%%

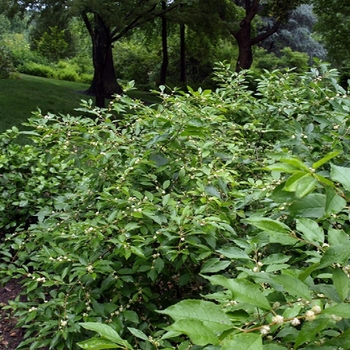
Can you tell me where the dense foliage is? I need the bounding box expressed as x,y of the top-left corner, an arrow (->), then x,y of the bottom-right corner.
0,0 -> 327,91
0,45 -> 15,78
312,0 -> 350,67
1,63 -> 350,349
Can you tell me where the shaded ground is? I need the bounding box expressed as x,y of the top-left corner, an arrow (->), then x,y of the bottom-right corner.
0,280 -> 24,349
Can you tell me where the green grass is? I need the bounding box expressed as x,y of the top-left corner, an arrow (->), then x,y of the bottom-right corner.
128,89 -> 162,105
0,74 -> 161,134
0,74 -> 90,133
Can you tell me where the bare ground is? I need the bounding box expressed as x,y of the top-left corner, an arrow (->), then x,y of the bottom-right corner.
0,280 -> 24,349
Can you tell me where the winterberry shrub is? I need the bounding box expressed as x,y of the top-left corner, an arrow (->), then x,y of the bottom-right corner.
1,63 -> 350,349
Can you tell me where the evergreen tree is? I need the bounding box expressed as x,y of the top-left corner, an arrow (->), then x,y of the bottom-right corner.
261,5 -> 326,63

%%

*About this task:*
Please transcribe the listing above verbatim and exclude every picture.

*Finished exercise:*
Can you tell me where the dense foliage is? I need the bounding box expressed as x,y of the top-left corner, an arrow (->), then x,y of the bottom-right corner.
0,0 -> 327,91
0,45 -> 15,78
312,0 -> 350,67
1,63 -> 350,349
Can you tell me where the shaded ground is? I need the bounding box expressed as x,y of the top-left corner, an arrow (->), then x,y of the bottom-right corner.
0,280 -> 24,349
Can you tell me where the green grass is? I need the bounding box expressed as x,y of the top-left corner, an arrow (->), then x,y of the bottom-right corner.
128,89 -> 162,105
0,74 -> 161,134
0,74 -> 90,133
Can you tell me where the bare ground is? I need the bounding box expressed as x,y of the top-left corner, an arrow (->), then x,y of the bottom-right corner.
0,280 -> 24,349
Can you tell me where the winterberry shrub is? I need the bounding box expressed as x,y of the top-left corner, an arrow (->), then x,y of the bottom-right corner.
1,63 -> 350,349
Can you tell me where the evergreen tree is? I need the bounding box expressed as x,y of the top-left corner, an arrow (->), then x,y of the bottom-right corner.
261,5 -> 326,63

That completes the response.